Natural language region descriptions:

☆ ☆ ☆ ☆ ☆ ☆ ☆

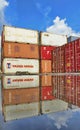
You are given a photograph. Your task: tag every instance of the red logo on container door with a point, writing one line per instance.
(8, 81)
(8, 65)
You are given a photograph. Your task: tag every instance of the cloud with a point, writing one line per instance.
(60, 26)
(45, 11)
(62, 118)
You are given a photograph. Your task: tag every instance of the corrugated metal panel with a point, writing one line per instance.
(78, 91)
(46, 52)
(53, 106)
(21, 111)
(77, 55)
(46, 66)
(70, 89)
(20, 35)
(18, 96)
(47, 93)
(17, 50)
(69, 57)
(46, 80)
(72, 38)
(12, 65)
(26, 81)
(54, 61)
(55, 86)
(60, 59)
(53, 39)
(61, 87)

☆ ☆ ☆ ☆ ☆ ☆ ☆

### TRY IT
Give back each entry verbatim but drop its pictures.

### RESULT FOR THIS EXERCISE
You are given a photograph. Your task: tag every instance of the red logo on container door with a point, writing one line per instance.
(8, 81)
(8, 65)
You are given a photograph. Your task: tag every instance of the cloud with a point, writing one line per instance.
(60, 26)
(45, 11)
(62, 118)
You are given a photograph. Your task: tag every instance of the corrugated metal panel with a point, writing one line per instance.
(78, 91)
(46, 52)
(53, 106)
(21, 111)
(77, 55)
(46, 66)
(70, 89)
(20, 35)
(18, 96)
(47, 93)
(17, 50)
(69, 57)
(46, 80)
(72, 38)
(12, 65)
(26, 81)
(54, 61)
(55, 86)
(60, 59)
(53, 39)
(61, 87)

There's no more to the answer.